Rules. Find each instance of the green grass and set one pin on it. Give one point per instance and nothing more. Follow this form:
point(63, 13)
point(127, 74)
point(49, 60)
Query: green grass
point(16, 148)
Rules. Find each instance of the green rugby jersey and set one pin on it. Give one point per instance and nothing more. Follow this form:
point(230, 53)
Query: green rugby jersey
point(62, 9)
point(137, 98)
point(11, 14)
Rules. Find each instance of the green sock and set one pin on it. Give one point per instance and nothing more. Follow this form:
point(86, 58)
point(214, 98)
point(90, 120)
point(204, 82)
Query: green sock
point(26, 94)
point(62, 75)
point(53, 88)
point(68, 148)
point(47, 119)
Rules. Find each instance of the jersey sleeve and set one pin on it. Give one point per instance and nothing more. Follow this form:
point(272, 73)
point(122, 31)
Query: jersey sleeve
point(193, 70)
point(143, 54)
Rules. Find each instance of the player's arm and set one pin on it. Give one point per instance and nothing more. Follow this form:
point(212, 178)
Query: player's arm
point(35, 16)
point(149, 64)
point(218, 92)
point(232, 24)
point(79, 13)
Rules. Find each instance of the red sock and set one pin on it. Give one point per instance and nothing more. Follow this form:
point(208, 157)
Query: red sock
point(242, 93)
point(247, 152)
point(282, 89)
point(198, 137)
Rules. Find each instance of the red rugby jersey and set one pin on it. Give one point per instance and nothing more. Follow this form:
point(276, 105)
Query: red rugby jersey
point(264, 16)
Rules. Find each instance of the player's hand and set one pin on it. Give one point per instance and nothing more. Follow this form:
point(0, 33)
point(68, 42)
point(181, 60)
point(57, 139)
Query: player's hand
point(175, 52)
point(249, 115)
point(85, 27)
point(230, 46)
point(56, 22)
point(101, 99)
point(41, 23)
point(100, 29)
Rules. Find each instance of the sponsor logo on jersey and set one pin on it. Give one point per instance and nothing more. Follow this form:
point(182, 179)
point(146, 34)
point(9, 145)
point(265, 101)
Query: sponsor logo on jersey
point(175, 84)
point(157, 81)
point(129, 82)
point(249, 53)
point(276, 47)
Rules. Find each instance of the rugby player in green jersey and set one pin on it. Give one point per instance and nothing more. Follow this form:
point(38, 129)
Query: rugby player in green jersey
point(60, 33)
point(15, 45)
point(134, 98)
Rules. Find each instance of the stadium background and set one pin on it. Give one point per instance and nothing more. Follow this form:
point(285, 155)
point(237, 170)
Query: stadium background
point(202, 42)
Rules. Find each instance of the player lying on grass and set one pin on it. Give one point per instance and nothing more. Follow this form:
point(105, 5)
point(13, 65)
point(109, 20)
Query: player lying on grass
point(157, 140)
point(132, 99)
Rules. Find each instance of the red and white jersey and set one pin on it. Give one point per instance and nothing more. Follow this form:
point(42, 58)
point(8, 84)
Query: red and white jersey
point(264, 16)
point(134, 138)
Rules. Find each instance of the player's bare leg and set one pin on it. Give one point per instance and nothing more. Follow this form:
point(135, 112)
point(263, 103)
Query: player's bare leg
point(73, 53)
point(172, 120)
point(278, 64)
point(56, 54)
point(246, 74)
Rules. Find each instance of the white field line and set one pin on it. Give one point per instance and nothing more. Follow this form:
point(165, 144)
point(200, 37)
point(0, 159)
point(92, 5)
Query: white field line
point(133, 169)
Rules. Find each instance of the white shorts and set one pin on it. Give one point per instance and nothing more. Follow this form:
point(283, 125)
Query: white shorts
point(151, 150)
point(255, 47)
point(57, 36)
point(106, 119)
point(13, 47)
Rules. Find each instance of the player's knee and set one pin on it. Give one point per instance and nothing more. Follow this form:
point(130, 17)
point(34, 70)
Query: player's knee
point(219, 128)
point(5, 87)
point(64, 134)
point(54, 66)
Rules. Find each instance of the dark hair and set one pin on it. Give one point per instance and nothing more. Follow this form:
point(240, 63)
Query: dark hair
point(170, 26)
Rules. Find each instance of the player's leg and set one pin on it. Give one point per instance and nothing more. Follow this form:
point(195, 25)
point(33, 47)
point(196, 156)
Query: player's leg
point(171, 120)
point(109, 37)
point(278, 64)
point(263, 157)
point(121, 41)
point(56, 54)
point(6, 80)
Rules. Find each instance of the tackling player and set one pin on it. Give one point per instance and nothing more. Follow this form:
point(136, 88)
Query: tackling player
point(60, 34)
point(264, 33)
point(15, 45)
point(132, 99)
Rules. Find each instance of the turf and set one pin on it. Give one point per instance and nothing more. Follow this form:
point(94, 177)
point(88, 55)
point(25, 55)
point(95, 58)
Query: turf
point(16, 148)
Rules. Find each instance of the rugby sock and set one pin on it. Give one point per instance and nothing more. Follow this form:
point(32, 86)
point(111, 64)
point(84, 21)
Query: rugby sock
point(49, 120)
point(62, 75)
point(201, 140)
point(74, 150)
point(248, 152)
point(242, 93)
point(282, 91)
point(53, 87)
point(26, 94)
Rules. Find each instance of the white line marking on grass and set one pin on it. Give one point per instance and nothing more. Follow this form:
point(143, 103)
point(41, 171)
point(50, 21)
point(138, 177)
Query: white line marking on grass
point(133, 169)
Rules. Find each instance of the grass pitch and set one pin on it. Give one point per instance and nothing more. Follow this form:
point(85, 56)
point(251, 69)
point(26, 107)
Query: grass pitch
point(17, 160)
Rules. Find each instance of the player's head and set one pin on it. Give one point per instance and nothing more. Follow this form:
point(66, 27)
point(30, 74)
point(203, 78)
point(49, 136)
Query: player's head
####################
TAAKOMSCHRIJVING: Neem uit de gegevens hierboven ongewijzigd de regels over vanaf de regel met "Rules. Find each instance of the player's head" tot en met het einde van de gegevens.

ANTWOORD:
Rules. Find each instance of the player's head and set one pin on it. Give one point per instance and nothing more. Follow this form:
point(66, 27)
point(30, 74)
point(203, 78)
point(49, 136)
Query: player's head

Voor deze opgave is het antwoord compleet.